Using data from public high schools in Missouri, this study employs a school-level difference-in-differences design to estimate the impact of expanding PLTW course options on program participation, college enrollment, and STEM majoring. The authors combined administrative data from high schools offering PLTW with longitudinal postsecondary records from the National Student Clearinghouse, tracking outcomes for students in more than 500 schools. 

• Treatment schools: 225 schools in which PLTW course availability increased.
• Control schools: 276 schools that did not offer PLTW at all during the study period. 

The authors compared changes in outcomes (like college enrollment and STEM majoring) within the same schools before and after they expanded PLTW course offerings to changes over the same period in similar schools that did not expand PLTW. This design controls for unobserved time-invariant differences between schools and for statewide trends over time, and isolates the effect of PLTW expansion itself. This shows how outcomes changed specifically because a school increased access to PLTW, rather than because of broader changes in education or student populations.

◆ Exercise a
From the excerpt on the Missouri PLTW study, repeat word for word the part that opens with the words containing "The authors compared" and closes with "or student populations.".

Stored data entries:
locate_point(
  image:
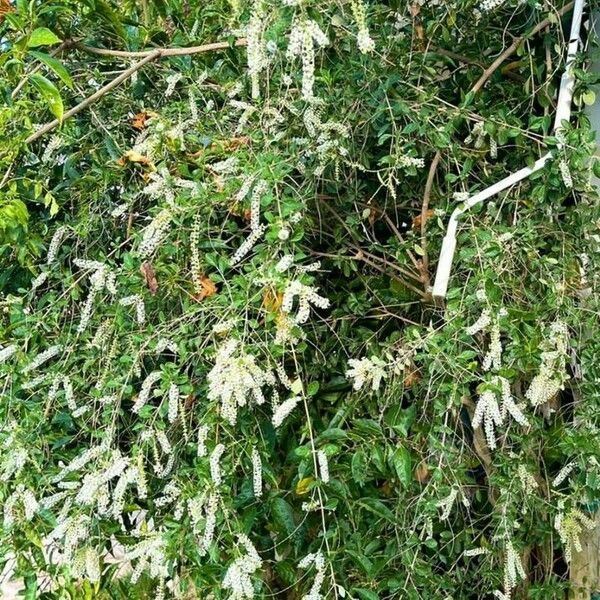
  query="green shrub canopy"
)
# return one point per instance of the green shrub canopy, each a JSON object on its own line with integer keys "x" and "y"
{"x": 222, "y": 373}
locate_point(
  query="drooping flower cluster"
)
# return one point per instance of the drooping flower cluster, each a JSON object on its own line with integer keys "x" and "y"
{"x": 306, "y": 295}
{"x": 305, "y": 33}
{"x": 367, "y": 371}
{"x": 492, "y": 413}
{"x": 570, "y": 525}
{"x": 319, "y": 561}
{"x": 144, "y": 394}
{"x": 365, "y": 42}
{"x": 137, "y": 301}
{"x": 553, "y": 374}
{"x": 238, "y": 576}
{"x": 257, "y": 59}
{"x": 513, "y": 568}
{"x": 154, "y": 233}
{"x": 281, "y": 411}
{"x": 236, "y": 378}
{"x": 256, "y": 229}
{"x": 102, "y": 277}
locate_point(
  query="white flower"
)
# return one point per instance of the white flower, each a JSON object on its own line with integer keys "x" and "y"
{"x": 43, "y": 357}
{"x": 285, "y": 262}
{"x": 256, "y": 473}
{"x": 144, "y": 394}
{"x": 248, "y": 244}
{"x": 482, "y": 322}
{"x": 7, "y": 352}
{"x": 210, "y": 524}
{"x": 154, "y": 233}
{"x": 237, "y": 578}
{"x": 173, "y": 403}
{"x": 235, "y": 379}
{"x": 491, "y": 413}
{"x": 306, "y": 295}
{"x": 323, "y": 466}
{"x": 563, "y": 474}
{"x": 319, "y": 561}
{"x": 137, "y": 301}
{"x": 172, "y": 81}
{"x": 367, "y": 370}
{"x": 283, "y": 410}
{"x": 215, "y": 464}
{"x": 202, "y": 436}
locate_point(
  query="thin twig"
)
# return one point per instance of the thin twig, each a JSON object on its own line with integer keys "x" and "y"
{"x": 94, "y": 97}
{"x": 148, "y": 56}
{"x": 25, "y": 78}
{"x": 401, "y": 239}
{"x": 184, "y": 51}
{"x": 513, "y": 47}
{"x": 424, "y": 216}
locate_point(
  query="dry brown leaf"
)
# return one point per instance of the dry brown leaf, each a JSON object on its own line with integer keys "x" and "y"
{"x": 139, "y": 120}
{"x": 236, "y": 143}
{"x": 272, "y": 300}
{"x": 148, "y": 272}
{"x": 208, "y": 288}
{"x": 131, "y": 156}
{"x": 412, "y": 377}
{"x": 422, "y": 472}
{"x": 418, "y": 219}
{"x": 5, "y": 7}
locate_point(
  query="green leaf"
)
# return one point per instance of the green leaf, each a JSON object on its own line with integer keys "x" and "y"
{"x": 378, "y": 508}
{"x": 402, "y": 465}
{"x": 589, "y": 97}
{"x": 364, "y": 594}
{"x": 283, "y": 516}
{"x": 358, "y": 466}
{"x": 55, "y": 65}
{"x": 42, "y": 36}
{"x": 49, "y": 92}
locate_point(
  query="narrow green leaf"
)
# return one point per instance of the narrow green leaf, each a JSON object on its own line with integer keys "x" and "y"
{"x": 55, "y": 65}
{"x": 42, "y": 36}
{"x": 49, "y": 92}
{"x": 402, "y": 465}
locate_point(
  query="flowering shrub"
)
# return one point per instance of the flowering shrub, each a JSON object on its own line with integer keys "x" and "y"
{"x": 223, "y": 375}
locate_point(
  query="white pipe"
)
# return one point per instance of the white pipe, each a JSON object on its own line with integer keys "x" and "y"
{"x": 563, "y": 113}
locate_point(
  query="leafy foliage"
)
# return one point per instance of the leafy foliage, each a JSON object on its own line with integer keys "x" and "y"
{"x": 165, "y": 320}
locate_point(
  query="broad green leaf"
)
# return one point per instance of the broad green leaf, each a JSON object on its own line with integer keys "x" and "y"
{"x": 42, "y": 36}
{"x": 378, "y": 508}
{"x": 358, "y": 466}
{"x": 49, "y": 92}
{"x": 364, "y": 594}
{"x": 55, "y": 65}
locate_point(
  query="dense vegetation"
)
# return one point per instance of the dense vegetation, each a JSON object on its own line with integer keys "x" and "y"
{"x": 222, "y": 371}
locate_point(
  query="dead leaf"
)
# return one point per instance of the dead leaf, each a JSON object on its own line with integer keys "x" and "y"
{"x": 418, "y": 219}
{"x": 148, "y": 272}
{"x": 208, "y": 288}
{"x": 422, "y": 472}
{"x": 132, "y": 156}
{"x": 189, "y": 401}
{"x": 140, "y": 120}
{"x": 272, "y": 300}
{"x": 5, "y": 7}
{"x": 235, "y": 143}
{"x": 411, "y": 377}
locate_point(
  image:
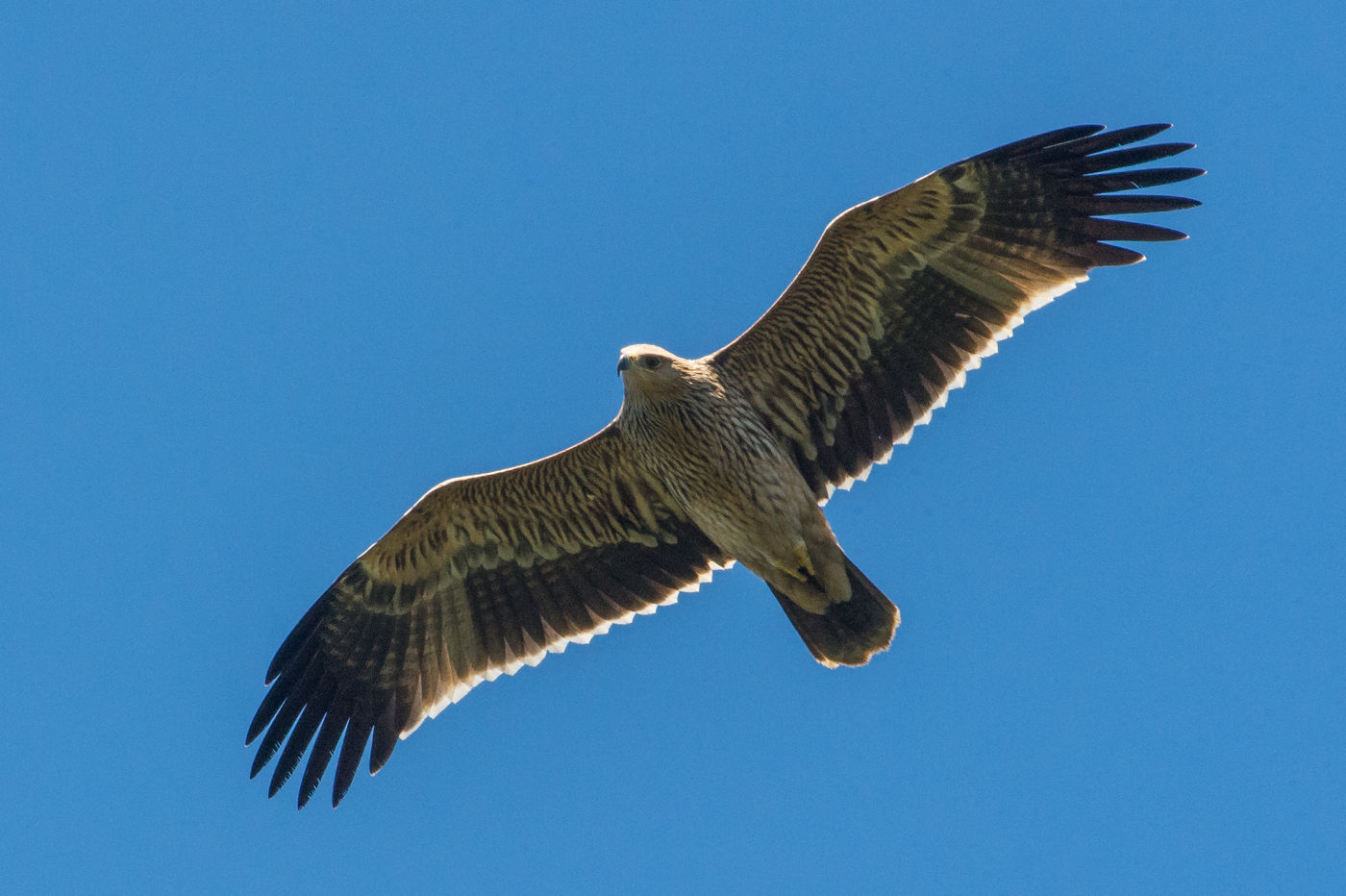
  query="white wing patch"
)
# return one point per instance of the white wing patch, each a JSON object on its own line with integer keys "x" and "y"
{"x": 1035, "y": 300}
{"x": 556, "y": 645}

◆ Exercise b
Pick out every line of the listing above that contains the string "leafy", and copy each of those lines unchanged.

◆ Written response a
The authors compared changes in outcomes (like college enrollment and STEM majoring) within the same schools before and after they expanded PLTW course offerings to changes over the same period in similar schools that did not expand PLTW. This design controls for unobserved time-invariant differences between schools and for statewide trends over time, and isolates the effect of PLTW expansion itself. This shows how outcomes changed specifically because a school increased access to PLTW, rather than because of broader changes in education or student populations.

◆ Written response b
  query="leafy foliage"
# return one point per instance of the leafy foliage, each a JSON object on its own line with integer keys "x" and "y"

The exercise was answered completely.